Given passage =>
■ ■ ■ ■ ■

The pressures to perform are intense. Dancers who are “sidelined” know that they will not be considered for any important roles. And yet Gelsey Kirkland (former principal dancer with NYCB and ABT) maintains in the Suzanne Gordon book “Off Balance,” that someone from the company should tell the dancer “It’s not wise for (them) to dance.”

Balletomanes long for the adagios danced by ballerinas where the dancers display their control in sustained, unfolding movements. Few realize that many adagio ballerinas have worn down their hip joint to the point where hip replacement surgery is needed (Suzanne Farrell is a case in point).

These maladies are not unique to dance. Gymnasts suffer from compression of their lower spine. Baseball pitchers frequently suffer injury to their shoulder joint. But dance is different. Few sports can compare with dance in terms of the time and technical demands placed on the mind and body.

■ ■ ■ ■ ■

Entries shown =>
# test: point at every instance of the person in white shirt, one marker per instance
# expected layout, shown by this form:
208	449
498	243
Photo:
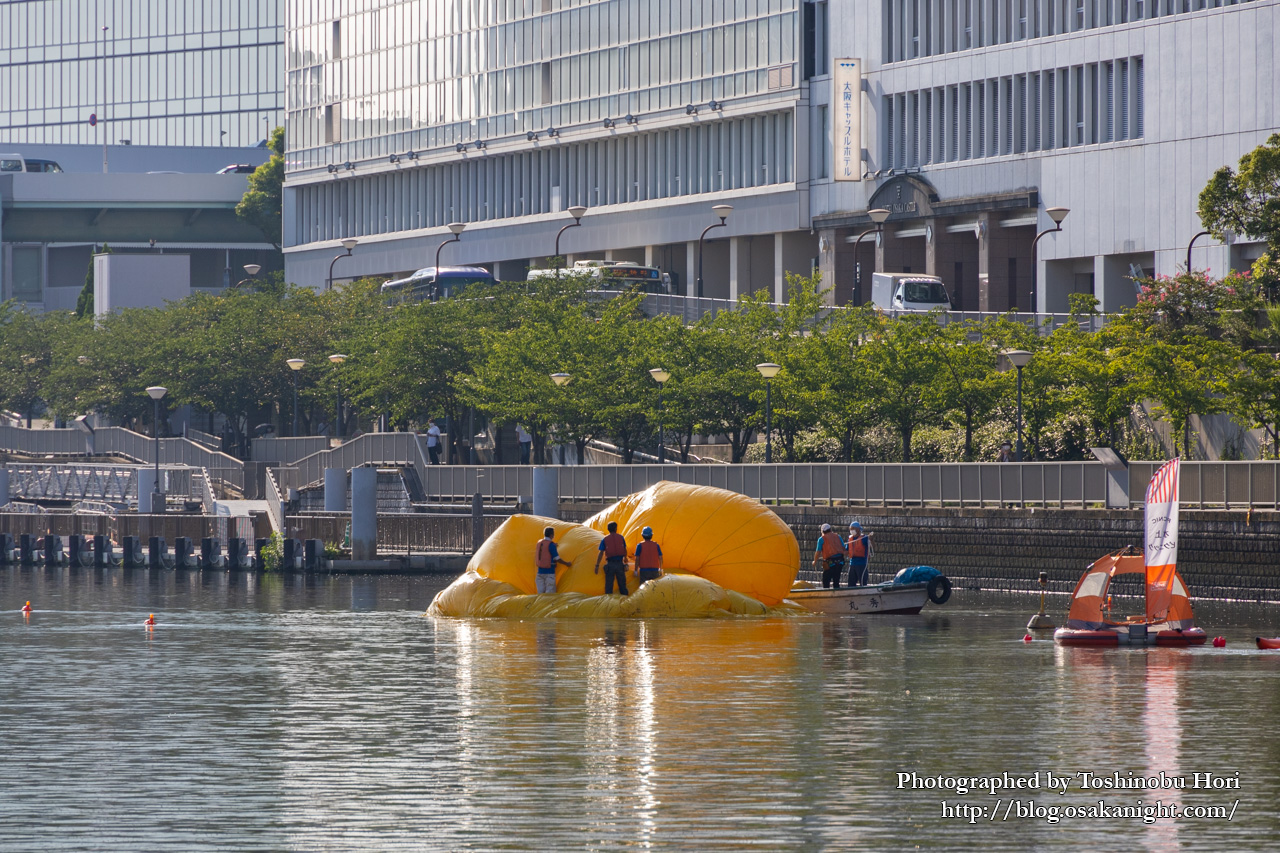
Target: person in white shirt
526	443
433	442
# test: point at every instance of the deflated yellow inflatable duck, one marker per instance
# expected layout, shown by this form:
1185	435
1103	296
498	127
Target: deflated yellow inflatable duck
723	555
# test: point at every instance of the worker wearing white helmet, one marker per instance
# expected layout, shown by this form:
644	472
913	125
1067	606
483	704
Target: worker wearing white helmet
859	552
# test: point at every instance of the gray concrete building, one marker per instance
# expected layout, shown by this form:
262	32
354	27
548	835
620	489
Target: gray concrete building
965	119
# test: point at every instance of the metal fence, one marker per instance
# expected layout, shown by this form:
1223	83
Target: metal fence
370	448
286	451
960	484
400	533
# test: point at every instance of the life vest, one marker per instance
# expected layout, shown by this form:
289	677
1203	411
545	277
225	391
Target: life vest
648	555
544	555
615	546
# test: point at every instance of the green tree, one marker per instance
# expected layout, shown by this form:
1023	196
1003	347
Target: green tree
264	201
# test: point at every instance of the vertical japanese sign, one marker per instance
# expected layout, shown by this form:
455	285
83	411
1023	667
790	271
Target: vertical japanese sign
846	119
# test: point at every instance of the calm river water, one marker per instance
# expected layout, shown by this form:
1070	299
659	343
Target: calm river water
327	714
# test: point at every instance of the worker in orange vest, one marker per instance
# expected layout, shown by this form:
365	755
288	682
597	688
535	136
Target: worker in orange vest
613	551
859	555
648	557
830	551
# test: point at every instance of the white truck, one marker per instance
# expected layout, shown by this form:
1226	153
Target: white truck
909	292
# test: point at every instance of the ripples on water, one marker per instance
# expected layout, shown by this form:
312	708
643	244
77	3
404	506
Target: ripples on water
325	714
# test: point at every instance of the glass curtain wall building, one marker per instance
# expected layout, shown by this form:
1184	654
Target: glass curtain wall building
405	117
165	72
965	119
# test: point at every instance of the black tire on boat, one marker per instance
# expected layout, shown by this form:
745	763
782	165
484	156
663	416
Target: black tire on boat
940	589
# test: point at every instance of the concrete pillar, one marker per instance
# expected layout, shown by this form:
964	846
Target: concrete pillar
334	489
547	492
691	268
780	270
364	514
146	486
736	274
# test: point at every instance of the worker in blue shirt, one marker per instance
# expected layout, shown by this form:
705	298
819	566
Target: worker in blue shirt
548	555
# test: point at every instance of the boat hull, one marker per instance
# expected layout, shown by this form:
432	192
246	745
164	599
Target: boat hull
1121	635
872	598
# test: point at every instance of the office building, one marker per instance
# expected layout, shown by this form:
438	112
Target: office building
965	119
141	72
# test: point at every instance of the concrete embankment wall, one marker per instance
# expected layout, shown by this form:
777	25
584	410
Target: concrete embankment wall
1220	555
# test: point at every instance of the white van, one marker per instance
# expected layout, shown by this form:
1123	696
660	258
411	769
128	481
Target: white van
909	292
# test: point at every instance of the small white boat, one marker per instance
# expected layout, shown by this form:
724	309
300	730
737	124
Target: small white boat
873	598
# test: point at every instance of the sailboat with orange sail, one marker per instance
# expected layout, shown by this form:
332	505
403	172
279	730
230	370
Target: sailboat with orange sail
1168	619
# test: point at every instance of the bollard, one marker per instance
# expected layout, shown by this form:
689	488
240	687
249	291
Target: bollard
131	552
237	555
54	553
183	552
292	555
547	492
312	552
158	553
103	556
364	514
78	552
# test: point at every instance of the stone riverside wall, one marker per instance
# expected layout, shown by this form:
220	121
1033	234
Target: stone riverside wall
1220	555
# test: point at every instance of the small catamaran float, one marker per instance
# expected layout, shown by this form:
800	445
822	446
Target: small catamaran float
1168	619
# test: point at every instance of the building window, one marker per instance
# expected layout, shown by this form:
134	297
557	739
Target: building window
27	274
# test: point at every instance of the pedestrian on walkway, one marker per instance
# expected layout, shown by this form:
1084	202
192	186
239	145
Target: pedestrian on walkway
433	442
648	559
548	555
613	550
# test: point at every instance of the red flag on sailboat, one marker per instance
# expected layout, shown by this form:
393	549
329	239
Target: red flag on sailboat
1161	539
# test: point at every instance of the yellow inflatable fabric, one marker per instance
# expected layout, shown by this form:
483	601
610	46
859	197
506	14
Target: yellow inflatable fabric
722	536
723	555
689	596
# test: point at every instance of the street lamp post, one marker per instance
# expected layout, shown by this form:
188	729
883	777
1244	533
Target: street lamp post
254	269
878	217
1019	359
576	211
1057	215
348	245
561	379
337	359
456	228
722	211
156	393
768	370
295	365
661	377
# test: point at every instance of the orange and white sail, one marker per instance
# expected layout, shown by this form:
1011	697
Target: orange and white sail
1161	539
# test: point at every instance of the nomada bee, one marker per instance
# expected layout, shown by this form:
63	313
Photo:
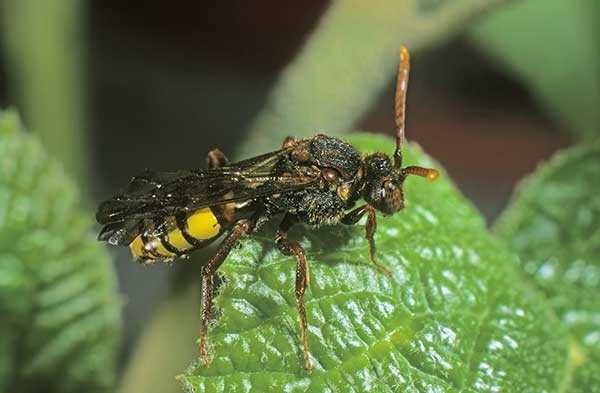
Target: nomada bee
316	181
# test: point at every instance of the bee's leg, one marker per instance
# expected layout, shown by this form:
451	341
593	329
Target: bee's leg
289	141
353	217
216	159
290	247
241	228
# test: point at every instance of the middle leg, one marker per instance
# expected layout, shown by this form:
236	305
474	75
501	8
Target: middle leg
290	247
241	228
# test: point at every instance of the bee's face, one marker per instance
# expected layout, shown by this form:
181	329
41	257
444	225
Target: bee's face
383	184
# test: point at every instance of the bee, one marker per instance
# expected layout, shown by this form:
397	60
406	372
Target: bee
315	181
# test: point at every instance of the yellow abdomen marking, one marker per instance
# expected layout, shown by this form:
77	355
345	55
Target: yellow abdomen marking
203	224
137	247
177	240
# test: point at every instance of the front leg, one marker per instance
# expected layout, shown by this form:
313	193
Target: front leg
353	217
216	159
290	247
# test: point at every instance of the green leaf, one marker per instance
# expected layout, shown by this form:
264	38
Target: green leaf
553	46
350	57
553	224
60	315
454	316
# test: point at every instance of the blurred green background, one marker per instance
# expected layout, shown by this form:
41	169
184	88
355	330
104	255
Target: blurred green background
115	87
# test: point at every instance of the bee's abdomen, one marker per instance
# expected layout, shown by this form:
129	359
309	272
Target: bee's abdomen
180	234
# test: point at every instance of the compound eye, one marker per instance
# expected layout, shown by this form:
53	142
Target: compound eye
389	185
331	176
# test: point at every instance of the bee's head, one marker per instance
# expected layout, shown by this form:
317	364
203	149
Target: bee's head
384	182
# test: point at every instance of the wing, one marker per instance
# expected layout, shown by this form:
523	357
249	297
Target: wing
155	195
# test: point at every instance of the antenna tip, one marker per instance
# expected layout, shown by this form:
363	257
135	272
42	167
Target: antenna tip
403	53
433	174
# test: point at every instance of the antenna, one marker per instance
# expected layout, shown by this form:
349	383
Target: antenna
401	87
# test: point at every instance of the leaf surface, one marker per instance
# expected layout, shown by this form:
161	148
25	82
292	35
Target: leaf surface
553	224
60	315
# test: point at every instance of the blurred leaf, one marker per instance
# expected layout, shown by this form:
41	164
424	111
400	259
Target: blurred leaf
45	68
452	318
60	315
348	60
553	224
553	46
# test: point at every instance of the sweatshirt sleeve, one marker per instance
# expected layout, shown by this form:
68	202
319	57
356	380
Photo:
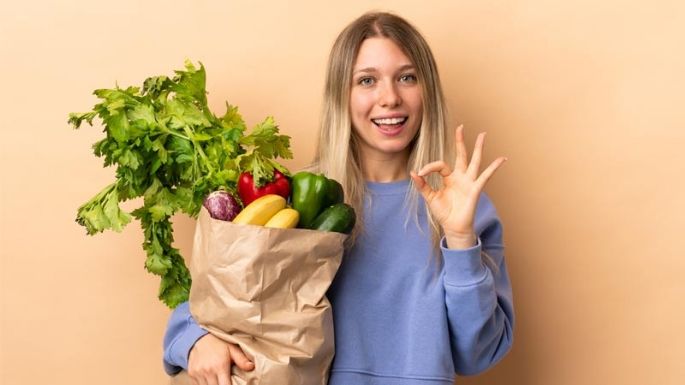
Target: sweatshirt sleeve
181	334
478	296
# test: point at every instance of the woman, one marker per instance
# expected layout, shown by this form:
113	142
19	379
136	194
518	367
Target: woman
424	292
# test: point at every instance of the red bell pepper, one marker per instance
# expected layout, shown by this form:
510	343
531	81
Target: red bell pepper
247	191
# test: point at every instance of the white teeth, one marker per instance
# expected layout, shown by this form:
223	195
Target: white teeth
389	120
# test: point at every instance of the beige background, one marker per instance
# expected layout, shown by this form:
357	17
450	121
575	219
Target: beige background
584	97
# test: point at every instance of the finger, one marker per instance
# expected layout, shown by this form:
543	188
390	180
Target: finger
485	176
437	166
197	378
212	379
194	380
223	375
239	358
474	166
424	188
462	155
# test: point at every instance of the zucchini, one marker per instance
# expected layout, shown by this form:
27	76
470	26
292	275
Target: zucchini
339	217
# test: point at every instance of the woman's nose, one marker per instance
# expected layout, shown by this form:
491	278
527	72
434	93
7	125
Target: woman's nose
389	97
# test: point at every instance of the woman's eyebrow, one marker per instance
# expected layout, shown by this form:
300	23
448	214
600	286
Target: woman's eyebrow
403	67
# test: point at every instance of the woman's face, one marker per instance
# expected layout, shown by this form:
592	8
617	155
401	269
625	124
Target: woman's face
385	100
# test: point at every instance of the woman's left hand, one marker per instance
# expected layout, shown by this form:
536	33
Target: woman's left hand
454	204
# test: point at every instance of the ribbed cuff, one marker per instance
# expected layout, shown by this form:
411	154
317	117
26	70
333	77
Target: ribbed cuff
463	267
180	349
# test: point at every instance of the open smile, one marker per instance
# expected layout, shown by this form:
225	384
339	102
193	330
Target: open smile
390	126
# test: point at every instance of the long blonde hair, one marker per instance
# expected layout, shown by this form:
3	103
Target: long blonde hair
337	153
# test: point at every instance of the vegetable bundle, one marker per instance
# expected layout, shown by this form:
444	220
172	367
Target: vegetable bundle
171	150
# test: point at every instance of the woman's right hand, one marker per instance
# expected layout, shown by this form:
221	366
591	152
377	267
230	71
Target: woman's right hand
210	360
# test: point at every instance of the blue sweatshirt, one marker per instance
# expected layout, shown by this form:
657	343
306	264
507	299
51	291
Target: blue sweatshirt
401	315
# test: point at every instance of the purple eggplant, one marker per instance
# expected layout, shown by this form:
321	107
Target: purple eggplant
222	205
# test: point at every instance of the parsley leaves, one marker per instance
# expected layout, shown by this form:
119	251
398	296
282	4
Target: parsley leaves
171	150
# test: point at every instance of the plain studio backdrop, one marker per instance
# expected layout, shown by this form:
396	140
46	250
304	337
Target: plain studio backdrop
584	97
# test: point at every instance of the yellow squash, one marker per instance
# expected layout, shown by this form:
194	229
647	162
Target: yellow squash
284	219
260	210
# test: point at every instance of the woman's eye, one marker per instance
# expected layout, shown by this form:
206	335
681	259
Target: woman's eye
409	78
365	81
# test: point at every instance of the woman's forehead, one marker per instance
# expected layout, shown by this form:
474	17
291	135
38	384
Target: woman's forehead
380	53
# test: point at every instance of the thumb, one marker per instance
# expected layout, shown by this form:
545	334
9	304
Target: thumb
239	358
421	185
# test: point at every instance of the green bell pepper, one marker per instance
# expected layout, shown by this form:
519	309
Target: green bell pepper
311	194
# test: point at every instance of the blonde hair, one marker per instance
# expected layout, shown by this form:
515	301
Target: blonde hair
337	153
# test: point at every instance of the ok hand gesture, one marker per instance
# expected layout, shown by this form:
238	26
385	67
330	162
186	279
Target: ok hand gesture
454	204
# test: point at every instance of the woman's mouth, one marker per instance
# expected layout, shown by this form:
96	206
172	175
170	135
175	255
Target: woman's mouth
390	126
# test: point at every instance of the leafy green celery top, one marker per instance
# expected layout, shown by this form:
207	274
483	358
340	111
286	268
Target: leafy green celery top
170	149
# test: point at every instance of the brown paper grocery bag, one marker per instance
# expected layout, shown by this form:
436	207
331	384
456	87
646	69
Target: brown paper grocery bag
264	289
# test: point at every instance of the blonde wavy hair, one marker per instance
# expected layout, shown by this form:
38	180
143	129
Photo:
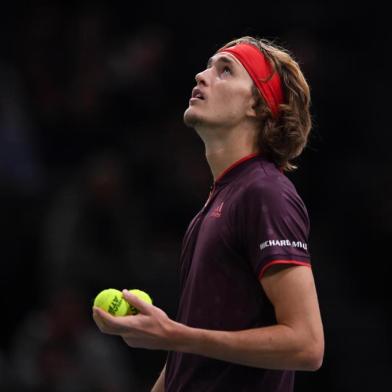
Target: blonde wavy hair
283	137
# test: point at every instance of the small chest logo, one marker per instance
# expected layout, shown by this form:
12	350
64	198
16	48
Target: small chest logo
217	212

■ ■ ■ ■ ■

Problems and tasks =>
• A. List every person named in the passage on dance injuries.
• B. Answer these questions from the passage on dance injuries, one per line:
(i) What is the title of the book in which Gelsey Kirkland makes her statement?
(ii) What part of the body do gymnasts suffer compression of?
(iii) Which joint do baseball pitchers frequently injure?
• C. Decide whether each statement agrees with the passage on dance injuries. Answer yes or no, and quote the words of the passage that decide it.
(i) Dancers who are sidelined can still expect to be considered for important roles.
(ii) Many adagio ballerinas have worn down their hip joint enough to need hip replacement surgery.
(iii) The maladies described occur only in dance.

Answers for the exercise =>
• A. Gelsey Kirkland, Suzanne Gordon, Suzanne Farrell

• B.
(i) “Off Balance”
(ii) Their lower spine
(iii) The shoulder joint

• C.
(i) No: "Dancers who are “sidelined” know that they will not be considered for any important roles."
(ii) Yes: "many adagio ballerinas have worn down their hip joint to the point where hip replacement surgery is needed"
(iii) No: "These maladies are not unique to dance."